If I read your code correctly you are rebuilding your buffer in each frame, writing all the floats, sending them to the GPU and then clearing the buffer again. if that is the case it is no wonder you get bad performance. Its not your GPU which is the problem, it is the work your CPU needs to do to fill the buffer and send it over. Try to fill your buffer just once and never clearing it. How does your performance change?

mrdlink

The reason I need to rebuild the buffer every frame is that I want to transform the sprites. So I need to update the data and send it to the gpu every frame.
Taking out glDrawElements from the rendering loop, raises the performance back to a reasonable framerate, so drawing must the problem. Btw. the cpu usage running the above is about 5 - 8% while gpu load is at peak 100%.
But on the other hand, if I make a static buffer (GL_STATIC_DRAW) and set the data once in the setup method, it performs the same. But why?

Cornix

Perhaps because of the buffer update, especially because it is a glBufferSubData call instead of a glBufferData call. Moving the data from the client side to the server side is expensive and with glBufferSubData you have to wait for the previous frame to finish rendering before the buffer can be overwritten. With glBufferData the driver can decide to allocate a completely new buffer without having to wait until reading from the previous data is over. Maybe it would be even better to keep a few VBO's at hand and cycling between them. You write to VBO-1 while reading from VBO-2 for rendering, etc.

### Exercise brief:
Continue the forum thread about OpenGL sprite buffer performance, picking up after its last sentence.

### Provided material:

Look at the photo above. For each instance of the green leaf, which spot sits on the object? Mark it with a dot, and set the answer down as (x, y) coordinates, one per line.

### Result:
mrdlink

I already tried different methods of updating VBOs, including buffer orphanaging using glBufferData and double/triple buffering. I even tried using persistent, immutable buffers by using glBufferStorage and glMapBufferRange to directly map gpu memory to a buffer. But the load on cpu and gpu stays the same. It really bugs me as I can't seem to find a solution. Updating 128 KByte of data per frame shouldn't be really a problem.
I even tried immediate mode rendering using glBegin/glEnd recently. But it changes nothing either.

Maybe it's a JVM problem?

spasi

Could you also post the main loop and shader code? Or, preferably, a complete program (with inline shader code) that we can run and maybe reproduce the issue.

mrdlink

Here is the complete project. It's an IntelliJ IDEA Project written in Kotlin. You can use source code in Eclipse too, but you have to install  the kotlin plugin.

spasi

Performance is limited by framebuffer bandwidth. You're rendering a thousand 200x250 images one on top of the other, which may not sound like a lot, but if you do the math:

200x250 pixels x 1000 images x 4 bytes ~= 190 MB per frame. My 970 GTX renders the scene at 950 fps, so 190 x 950 ~= 176 GB/s, which is awfully close to the theoretical hardware limit (196 GB/s for this GPU).

This workload is not realistic. It's massive overdraw and real rendering applications do everything they can to minimize it (depth-testing, rendering opaque surfaces before transparent ones, occlusion culling, etc). The performance you're seeing has nothing to do with the vertex data updates or render call submissions (though you could do a lot about that too).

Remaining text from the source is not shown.